Kutipan =
Minggu, 25 Juli 2010

Membumikan Pendidikan Berkarakter Profetik

Dimuat di Lampung Post, 1 Juni 2010 

Oleh: Vivit Nur Arista Putra


Akhir-akhir ini banyak dihelat seminar, workshop, maupun diskusi mengenai pendidikan karakter. Bahkan pendidikan karakter ini dijadikan grand tema hari pendidikan nasional kemarin. Ihwal ini dapat dimaklumi mengingat karakter sebagai pribadi dan bangsa mulai kabur di negeri ini. 

Menurut penulis, munculnya wacana pendidikan karakter yang dijanjikan Mendiknas akan diterapkan di jenjang sekolah dasar merupakan akumulasi dari dehumanisasi dan demoralisasi yang menjadi fenomena sosial di lingkungan kita. Dapat dikata seakan terjadi gap atau kesenjangan antara keilmuan yang dimiliki dengan sikap keseharian seseorang. Muhammad Nuh mengistilahkan sebagai fenomena sirkus. Sebagai contoh, polisi yang harusnya menangkap koruptor malah ditangkap, hakim yang selayaknya berbuat adil malah dihakimi, begitupun guru yang seharusnya mendidik malah dididik.

Kumpulan Item =
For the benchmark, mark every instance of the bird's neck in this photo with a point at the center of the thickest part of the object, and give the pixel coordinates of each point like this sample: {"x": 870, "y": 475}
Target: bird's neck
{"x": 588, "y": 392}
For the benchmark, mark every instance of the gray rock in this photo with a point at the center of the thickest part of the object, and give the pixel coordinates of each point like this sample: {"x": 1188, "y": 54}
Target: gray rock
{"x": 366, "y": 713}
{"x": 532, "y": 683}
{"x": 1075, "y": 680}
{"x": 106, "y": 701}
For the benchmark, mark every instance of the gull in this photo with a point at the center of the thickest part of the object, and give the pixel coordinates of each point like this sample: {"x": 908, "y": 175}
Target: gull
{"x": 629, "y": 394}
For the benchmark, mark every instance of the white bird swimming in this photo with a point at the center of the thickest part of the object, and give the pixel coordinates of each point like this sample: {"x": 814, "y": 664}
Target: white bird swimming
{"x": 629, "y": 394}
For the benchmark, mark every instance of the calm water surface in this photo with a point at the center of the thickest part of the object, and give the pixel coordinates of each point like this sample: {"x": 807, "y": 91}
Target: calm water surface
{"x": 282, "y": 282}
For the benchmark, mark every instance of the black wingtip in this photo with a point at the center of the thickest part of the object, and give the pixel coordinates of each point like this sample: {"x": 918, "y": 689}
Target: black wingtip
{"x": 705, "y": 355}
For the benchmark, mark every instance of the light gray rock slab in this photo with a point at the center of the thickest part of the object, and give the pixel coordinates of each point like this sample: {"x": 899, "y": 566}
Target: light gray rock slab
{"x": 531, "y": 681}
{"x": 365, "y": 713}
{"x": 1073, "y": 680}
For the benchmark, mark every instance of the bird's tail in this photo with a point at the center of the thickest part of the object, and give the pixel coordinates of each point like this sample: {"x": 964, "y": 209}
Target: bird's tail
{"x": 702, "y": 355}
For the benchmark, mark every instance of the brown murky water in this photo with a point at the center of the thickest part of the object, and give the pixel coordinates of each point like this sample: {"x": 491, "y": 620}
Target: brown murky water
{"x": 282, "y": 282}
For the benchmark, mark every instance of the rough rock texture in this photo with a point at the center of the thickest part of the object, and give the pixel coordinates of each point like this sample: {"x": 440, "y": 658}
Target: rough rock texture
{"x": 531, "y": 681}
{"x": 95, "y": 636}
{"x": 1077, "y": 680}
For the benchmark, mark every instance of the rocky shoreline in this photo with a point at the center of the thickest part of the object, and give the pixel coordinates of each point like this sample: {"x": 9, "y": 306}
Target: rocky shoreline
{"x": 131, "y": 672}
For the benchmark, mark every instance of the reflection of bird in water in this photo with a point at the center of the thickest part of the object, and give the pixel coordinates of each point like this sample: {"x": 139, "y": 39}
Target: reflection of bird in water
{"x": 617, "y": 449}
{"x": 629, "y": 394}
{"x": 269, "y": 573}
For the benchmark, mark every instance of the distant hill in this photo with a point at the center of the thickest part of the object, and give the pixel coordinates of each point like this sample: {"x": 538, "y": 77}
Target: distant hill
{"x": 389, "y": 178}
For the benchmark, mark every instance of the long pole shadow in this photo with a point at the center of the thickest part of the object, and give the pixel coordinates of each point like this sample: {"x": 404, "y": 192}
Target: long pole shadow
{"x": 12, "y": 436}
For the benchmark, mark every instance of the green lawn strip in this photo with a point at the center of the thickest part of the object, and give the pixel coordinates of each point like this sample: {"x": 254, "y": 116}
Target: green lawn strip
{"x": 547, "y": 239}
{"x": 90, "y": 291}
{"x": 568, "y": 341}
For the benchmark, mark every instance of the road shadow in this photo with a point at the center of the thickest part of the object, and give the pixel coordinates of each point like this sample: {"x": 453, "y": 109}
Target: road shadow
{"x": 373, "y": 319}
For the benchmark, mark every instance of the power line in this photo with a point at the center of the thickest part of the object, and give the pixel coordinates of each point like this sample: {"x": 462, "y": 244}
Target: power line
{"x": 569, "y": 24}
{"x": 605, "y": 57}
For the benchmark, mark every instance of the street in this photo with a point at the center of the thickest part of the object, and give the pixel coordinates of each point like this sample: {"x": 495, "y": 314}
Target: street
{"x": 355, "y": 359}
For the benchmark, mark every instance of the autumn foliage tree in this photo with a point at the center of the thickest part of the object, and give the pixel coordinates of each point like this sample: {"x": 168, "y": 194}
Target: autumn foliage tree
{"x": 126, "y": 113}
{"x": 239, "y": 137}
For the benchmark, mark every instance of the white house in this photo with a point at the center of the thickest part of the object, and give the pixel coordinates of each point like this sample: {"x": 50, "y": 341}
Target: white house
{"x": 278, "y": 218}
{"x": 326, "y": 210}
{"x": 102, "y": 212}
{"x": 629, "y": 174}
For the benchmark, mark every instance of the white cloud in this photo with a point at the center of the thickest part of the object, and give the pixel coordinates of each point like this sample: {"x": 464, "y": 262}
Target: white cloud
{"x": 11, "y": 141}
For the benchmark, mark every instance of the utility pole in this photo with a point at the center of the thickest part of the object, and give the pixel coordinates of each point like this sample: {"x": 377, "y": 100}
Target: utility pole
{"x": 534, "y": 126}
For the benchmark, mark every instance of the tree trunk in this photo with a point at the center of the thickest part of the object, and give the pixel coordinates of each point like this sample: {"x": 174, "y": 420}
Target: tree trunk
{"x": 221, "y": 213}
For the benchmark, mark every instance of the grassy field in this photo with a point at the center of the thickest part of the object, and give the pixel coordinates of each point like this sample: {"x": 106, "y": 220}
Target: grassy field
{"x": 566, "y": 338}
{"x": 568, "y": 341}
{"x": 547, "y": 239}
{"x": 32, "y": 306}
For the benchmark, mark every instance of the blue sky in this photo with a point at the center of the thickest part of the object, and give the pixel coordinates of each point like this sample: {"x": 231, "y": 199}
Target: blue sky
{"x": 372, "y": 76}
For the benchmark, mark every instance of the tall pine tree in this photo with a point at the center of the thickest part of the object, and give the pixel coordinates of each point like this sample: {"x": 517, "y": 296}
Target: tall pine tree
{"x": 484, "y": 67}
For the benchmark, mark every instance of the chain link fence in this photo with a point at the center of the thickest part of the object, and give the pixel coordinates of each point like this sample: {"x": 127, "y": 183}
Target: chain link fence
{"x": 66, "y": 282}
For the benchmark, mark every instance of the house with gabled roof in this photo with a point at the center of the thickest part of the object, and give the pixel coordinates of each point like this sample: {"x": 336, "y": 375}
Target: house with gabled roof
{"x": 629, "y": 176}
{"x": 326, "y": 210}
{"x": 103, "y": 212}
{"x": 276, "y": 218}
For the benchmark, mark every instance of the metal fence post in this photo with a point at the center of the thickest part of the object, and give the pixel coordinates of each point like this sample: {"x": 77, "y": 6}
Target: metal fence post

Tugas Latihan 1 =
Mohon ringkas kutipan tentang pendidikan karakter di atas dalam dua kalimat.
Tugas Latihan 2 =
Tuliskan kembali bagian kutipan tentang pendidikan karakter di atas antara "Dimuat di Lampung" dan "di negeri ini.", termasuk kedua batas itu.

Hasil Tugas 1 =
Belakangan ini banyak seminar, workshop, dan diskusi tentang pendidikan karakter digelar, bahkan topik ini dijadikan tema besar hari pendidikan nasional karena karakter pribadi dan bangsa mulai kabur. Penulis menilai wacana pendidikan karakter yang dijanjikan Mendiknas untuk sekolah dasar merupakan akumulasi dehumanisasi dan demoralisasi, yaitu kesenjangan antara keilmuan seseorang dan sikap kesehariannya yang oleh Muhammad Nuh disebut fenomena sirkus.

Hasil Tugas 2 =
Dimuat di Lampung Post, 1 Juni 2010 

Oleh: Vivit Nur Arista Putra


Akhir-akhir ini banyak dihelat seminar, workshop, maupun diskusi mengenai pendidikan karakter. Bahkan pendidikan karakter ini dijadikan grand tema hari pendidikan nasional kemarin. Ihwal ini dapat dimaklumi mengingat karakter sebagai pribadi dan bangsa mulai kabur di negeri ini.